_Excerpt provided_.
At law, the definition of a person includes both natural and juristic
persons. The plaintiff was therefore right in filing a Notice of
Change of Status when it was placed under liquidation.
HERBSTEIN
and Van WINSEIN, The
Civil Practice of the High Courts of South Africa,
5ed,
Volume 1…, says that the expression locus
standi in judicio
literally means “place to stand before a court.” It states that
the term is used in two senses;
(i)
Firstly, it refers to the capacity of a natural person, or juristic
person, to institute and defend legal proceedings.
(ii)
Secondly, it refers to the interest which a party has in the relief
claimed or the party's right to claim a relief.
In
casu,
the
defendants are concerned with the plaintiff's capacity to sue. They
are saying that the plaintiff, being a company now under liquidation,
it has no capacity to sue because its liquidator did not obtain the
leave of the court to sue or to continue with litigation from the
time it was placed under liquidation.
What
is in issue is whether or not a company which is the plaintiff in
proceedings which have commenced requires the leave of the court to
continue with the proceedings if it is placed under liquidation
before the proceedings are finalised.
Counsel
for the plaintiff submitted that there is a distinction between a
situation where a company wants to institute proceedings for the
first time and where a company wants to continue with proceedings
which have already commenced. He argued that, in terms of section
221(2) of the Companies Act, the liquidator only requires the leave
of the court in a situation where he intends to commence proceedings
on behalf of the company. He said that in a situation where
proceedings commenced before placement in liquidation, like what
happened in the present case, the liquidator does not require the
leave of the court to continue with the proceedings.
The
effect of a winding up order is to freeze the company's affairs in
a number of respects and this includes legal proceedings, attachments
and executions (section 213(a) and (b) of the Companies Act).
Dispositions of property and share transfers of the company may only
be made with the leave or permission of the court (section 213(c) of
the Companies Act).
In
my view, the mischief behind seeking the leave of the court is to
preserve the assets of the company for the benefit of the creditors.
The powers of the directors cease – section 253 of the Companies
Act. A liquidator is appointed to run the affairs of the company
instead. In terms of section 221 of the Companies Act, which sets out
the powers of the liquidator, there are powers that the liquidator
exercises without further authority. There are some powers that he
exercises with the authority of a joint meeting of creditors and
contributories. There are some powers which require him to exercise
with the leave of the court.

_Task instructions_.
From the excerpt on a company in liquidation, list each matter that a winding up order is said to freeze.

_Dataset records_.
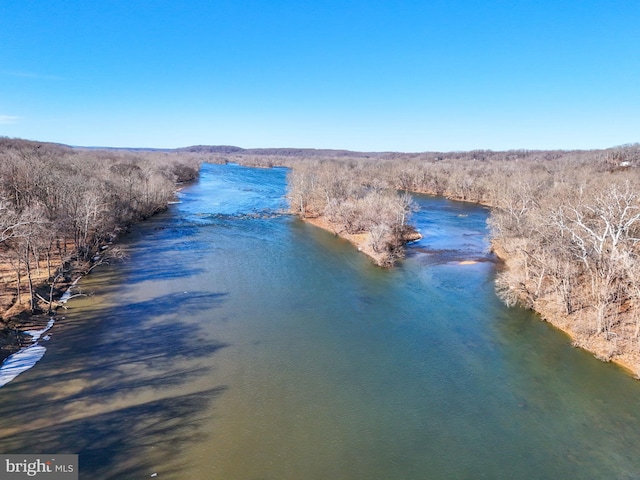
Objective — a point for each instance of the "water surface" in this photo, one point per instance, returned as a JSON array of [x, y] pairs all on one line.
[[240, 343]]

==

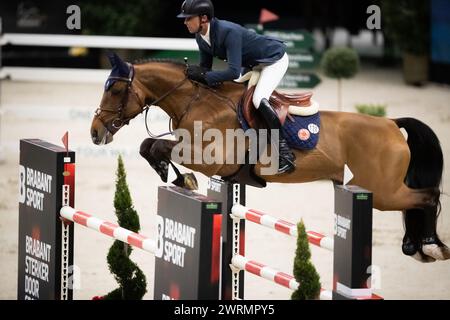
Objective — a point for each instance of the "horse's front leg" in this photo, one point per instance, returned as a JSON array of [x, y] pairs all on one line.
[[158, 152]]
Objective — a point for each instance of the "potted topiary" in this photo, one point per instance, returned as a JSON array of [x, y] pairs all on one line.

_Completed exercise_.
- Legal proceedings
- Attachments
- Executions